* **Aim of the exercise**: Reproduce only the lines from the line containing "det: aircraft tire" to the end of the entries below, including both of those lines.
(Records for the exercise begins)
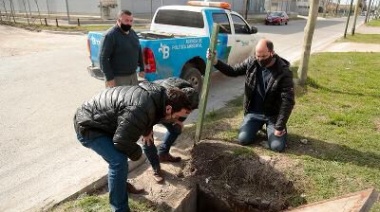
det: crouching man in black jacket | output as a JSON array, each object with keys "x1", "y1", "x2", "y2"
[
  {"x1": 143, "y1": 77, "x2": 199, "y2": 183},
  {"x1": 207, "y1": 39, "x2": 295, "y2": 152},
  {"x1": 74, "y1": 82, "x2": 192, "y2": 212}
]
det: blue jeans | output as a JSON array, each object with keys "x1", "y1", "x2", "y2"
[
  {"x1": 77, "y1": 133, "x2": 130, "y2": 212},
  {"x1": 143, "y1": 122, "x2": 182, "y2": 171},
  {"x1": 238, "y1": 113, "x2": 287, "y2": 152}
]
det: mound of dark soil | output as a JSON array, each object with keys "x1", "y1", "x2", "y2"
[{"x1": 184, "y1": 140, "x2": 304, "y2": 212}]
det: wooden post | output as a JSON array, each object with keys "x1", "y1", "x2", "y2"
[
  {"x1": 55, "y1": 18, "x2": 59, "y2": 27},
  {"x1": 44, "y1": 18, "x2": 48, "y2": 26},
  {"x1": 194, "y1": 23, "x2": 219, "y2": 146},
  {"x1": 77, "y1": 18, "x2": 80, "y2": 26}
]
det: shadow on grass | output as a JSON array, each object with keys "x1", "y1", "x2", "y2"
[
  {"x1": 307, "y1": 77, "x2": 380, "y2": 98},
  {"x1": 287, "y1": 133, "x2": 380, "y2": 170}
]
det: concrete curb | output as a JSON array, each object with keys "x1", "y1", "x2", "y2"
[{"x1": 41, "y1": 30, "x2": 88, "y2": 35}]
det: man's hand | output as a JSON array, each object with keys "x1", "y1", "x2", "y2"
[
  {"x1": 138, "y1": 71, "x2": 145, "y2": 79},
  {"x1": 206, "y1": 48, "x2": 218, "y2": 65},
  {"x1": 274, "y1": 129, "x2": 286, "y2": 137},
  {"x1": 174, "y1": 120, "x2": 184, "y2": 129},
  {"x1": 141, "y1": 131, "x2": 154, "y2": 146},
  {"x1": 105, "y1": 79, "x2": 116, "y2": 88}
]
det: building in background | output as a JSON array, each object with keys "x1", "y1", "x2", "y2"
[{"x1": 0, "y1": 0, "x2": 270, "y2": 20}]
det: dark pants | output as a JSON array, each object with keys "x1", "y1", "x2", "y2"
[
  {"x1": 77, "y1": 133, "x2": 130, "y2": 212},
  {"x1": 143, "y1": 122, "x2": 182, "y2": 171},
  {"x1": 238, "y1": 113, "x2": 287, "y2": 152}
]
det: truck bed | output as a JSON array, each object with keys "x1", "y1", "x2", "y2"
[{"x1": 138, "y1": 31, "x2": 189, "y2": 40}]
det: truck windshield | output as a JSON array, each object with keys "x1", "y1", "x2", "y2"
[{"x1": 154, "y1": 10, "x2": 204, "y2": 28}]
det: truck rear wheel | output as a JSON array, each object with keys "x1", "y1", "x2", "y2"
[{"x1": 181, "y1": 67, "x2": 203, "y2": 92}]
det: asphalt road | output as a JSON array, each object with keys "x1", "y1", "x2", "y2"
[{"x1": 0, "y1": 16, "x2": 364, "y2": 211}]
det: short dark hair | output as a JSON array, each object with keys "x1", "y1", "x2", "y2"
[
  {"x1": 118, "y1": 10, "x2": 132, "y2": 18},
  {"x1": 266, "y1": 40, "x2": 274, "y2": 52},
  {"x1": 166, "y1": 88, "x2": 192, "y2": 112},
  {"x1": 181, "y1": 87, "x2": 199, "y2": 110}
]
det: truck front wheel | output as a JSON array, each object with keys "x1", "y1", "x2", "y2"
[{"x1": 181, "y1": 67, "x2": 203, "y2": 92}]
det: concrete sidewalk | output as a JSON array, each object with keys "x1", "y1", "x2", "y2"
[{"x1": 320, "y1": 24, "x2": 380, "y2": 52}]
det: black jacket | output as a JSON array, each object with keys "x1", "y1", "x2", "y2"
[
  {"x1": 215, "y1": 54, "x2": 295, "y2": 131},
  {"x1": 99, "y1": 25, "x2": 144, "y2": 80},
  {"x1": 74, "y1": 82, "x2": 167, "y2": 158}
]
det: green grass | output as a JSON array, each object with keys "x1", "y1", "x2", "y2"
[
  {"x1": 339, "y1": 33, "x2": 380, "y2": 44},
  {"x1": 50, "y1": 193, "x2": 162, "y2": 212},
  {"x1": 367, "y1": 19, "x2": 380, "y2": 27}
]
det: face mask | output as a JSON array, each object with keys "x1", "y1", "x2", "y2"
[
  {"x1": 120, "y1": 23, "x2": 131, "y2": 32},
  {"x1": 178, "y1": 116, "x2": 188, "y2": 122},
  {"x1": 258, "y1": 56, "x2": 273, "y2": 67}
]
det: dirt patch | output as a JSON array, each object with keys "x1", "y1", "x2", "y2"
[{"x1": 183, "y1": 140, "x2": 305, "y2": 212}]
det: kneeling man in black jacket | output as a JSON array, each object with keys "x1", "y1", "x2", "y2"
[{"x1": 74, "y1": 82, "x2": 192, "y2": 212}]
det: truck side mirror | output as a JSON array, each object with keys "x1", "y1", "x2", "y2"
[{"x1": 250, "y1": 26, "x2": 258, "y2": 34}]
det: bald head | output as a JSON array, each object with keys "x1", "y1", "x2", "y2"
[
  {"x1": 255, "y1": 39, "x2": 275, "y2": 67},
  {"x1": 255, "y1": 39, "x2": 274, "y2": 55}
]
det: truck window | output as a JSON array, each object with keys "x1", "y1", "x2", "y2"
[
  {"x1": 231, "y1": 14, "x2": 251, "y2": 34},
  {"x1": 154, "y1": 10, "x2": 204, "y2": 28},
  {"x1": 212, "y1": 13, "x2": 231, "y2": 34}
]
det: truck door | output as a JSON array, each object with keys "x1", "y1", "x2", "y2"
[
  {"x1": 228, "y1": 12, "x2": 258, "y2": 65},
  {"x1": 211, "y1": 12, "x2": 257, "y2": 66}
]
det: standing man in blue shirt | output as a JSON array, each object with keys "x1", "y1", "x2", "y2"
[{"x1": 99, "y1": 10, "x2": 145, "y2": 88}]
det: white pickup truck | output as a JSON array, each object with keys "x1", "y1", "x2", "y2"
[{"x1": 87, "y1": 1, "x2": 260, "y2": 90}]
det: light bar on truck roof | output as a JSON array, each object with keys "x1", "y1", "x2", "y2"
[{"x1": 187, "y1": 1, "x2": 231, "y2": 10}]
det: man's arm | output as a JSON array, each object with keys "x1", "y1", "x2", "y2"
[
  {"x1": 206, "y1": 48, "x2": 250, "y2": 77},
  {"x1": 275, "y1": 69, "x2": 295, "y2": 131},
  {"x1": 99, "y1": 33, "x2": 115, "y2": 82}
]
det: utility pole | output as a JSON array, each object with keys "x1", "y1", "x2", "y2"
[
  {"x1": 243, "y1": 0, "x2": 249, "y2": 19},
  {"x1": 65, "y1": 0, "x2": 70, "y2": 23},
  {"x1": 351, "y1": 0, "x2": 361, "y2": 35},
  {"x1": 344, "y1": 0, "x2": 354, "y2": 38}
]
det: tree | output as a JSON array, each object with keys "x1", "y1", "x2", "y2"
[
  {"x1": 335, "y1": 0, "x2": 341, "y2": 16},
  {"x1": 297, "y1": 0, "x2": 320, "y2": 86},
  {"x1": 351, "y1": 0, "x2": 362, "y2": 35},
  {"x1": 33, "y1": 0, "x2": 43, "y2": 25}
]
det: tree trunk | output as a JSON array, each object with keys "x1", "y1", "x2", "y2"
[
  {"x1": 9, "y1": 0, "x2": 16, "y2": 23},
  {"x1": 365, "y1": 0, "x2": 373, "y2": 22},
  {"x1": 351, "y1": 0, "x2": 362, "y2": 35},
  {"x1": 297, "y1": 0, "x2": 320, "y2": 86},
  {"x1": 34, "y1": 0, "x2": 43, "y2": 25},
  {"x1": 322, "y1": 0, "x2": 328, "y2": 17},
  {"x1": 335, "y1": 0, "x2": 341, "y2": 16}
]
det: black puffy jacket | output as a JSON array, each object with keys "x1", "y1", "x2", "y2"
[
  {"x1": 74, "y1": 82, "x2": 167, "y2": 158},
  {"x1": 215, "y1": 54, "x2": 295, "y2": 131},
  {"x1": 154, "y1": 77, "x2": 199, "y2": 110}
]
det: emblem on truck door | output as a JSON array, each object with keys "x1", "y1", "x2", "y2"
[{"x1": 158, "y1": 43, "x2": 170, "y2": 59}]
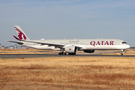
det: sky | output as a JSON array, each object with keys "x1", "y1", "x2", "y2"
[{"x1": 0, "y1": 0, "x2": 135, "y2": 46}]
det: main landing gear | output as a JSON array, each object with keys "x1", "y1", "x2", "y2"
[
  {"x1": 58, "y1": 49, "x2": 67, "y2": 55},
  {"x1": 58, "y1": 52, "x2": 67, "y2": 55},
  {"x1": 58, "y1": 52, "x2": 76, "y2": 55}
]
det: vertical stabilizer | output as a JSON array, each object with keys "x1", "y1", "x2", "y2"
[{"x1": 14, "y1": 25, "x2": 30, "y2": 41}]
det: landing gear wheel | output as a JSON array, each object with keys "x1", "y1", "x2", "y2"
[
  {"x1": 120, "y1": 53, "x2": 123, "y2": 56},
  {"x1": 64, "y1": 53, "x2": 67, "y2": 55},
  {"x1": 68, "y1": 53, "x2": 76, "y2": 55},
  {"x1": 58, "y1": 52, "x2": 66, "y2": 55},
  {"x1": 58, "y1": 52, "x2": 63, "y2": 55}
]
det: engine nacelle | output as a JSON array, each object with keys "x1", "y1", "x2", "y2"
[
  {"x1": 83, "y1": 50, "x2": 95, "y2": 53},
  {"x1": 65, "y1": 46, "x2": 77, "y2": 53}
]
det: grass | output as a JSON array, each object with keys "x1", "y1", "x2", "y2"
[
  {"x1": 0, "y1": 49, "x2": 58, "y2": 54},
  {"x1": 0, "y1": 57, "x2": 135, "y2": 90}
]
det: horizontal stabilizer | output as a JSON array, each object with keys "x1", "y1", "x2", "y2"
[
  {"x1": 8, "y1": 41, "x2": 23, "y2": 45},
  {"x1": 13, "y1": 35, "x2": 20, "y2": 40}
]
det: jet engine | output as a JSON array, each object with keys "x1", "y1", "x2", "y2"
[
  {"x1": 83, "y1": 50, "x2": 95, "y2": 53},
  {"x1": 65, "y1": 46, "x2": 77, "y2": 55}
]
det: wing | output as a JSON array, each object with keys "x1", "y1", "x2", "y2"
[
  {"x1": 8, "y1": 40, "x2": 83, "y2": 50},
  {"x1": 24, "y1": 41, "x2": 65, "y2": 48}
]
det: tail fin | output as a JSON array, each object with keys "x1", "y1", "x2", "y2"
[{"x1": 14, "y1": 25, "x2": 30, "y2": 41}]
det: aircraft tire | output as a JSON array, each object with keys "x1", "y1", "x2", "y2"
[
  {"x1": 58, "y1": 52, "x2": 62, "y2": 55},
  {"x1": 58, "y1": 52, "x2": 67, "y2": 55},
  {"x1": 68, "y1": 53, "x2": 76, "y2": 55}
]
(Records for the exercise ends)
* **Exercise result**:
det: aircraft tire | output as a JSON array, each object with keys "x1", "y1", "x2", "y2"
[
  {"x1": 58, "y1": 52, "x2": 62, "y2": 55},
  {"x1": 58, "y1": 52, "x2": 67, "y2": 55},
  {"x1": 68, "y1": 53, "x2": 76, "y2": 55}
]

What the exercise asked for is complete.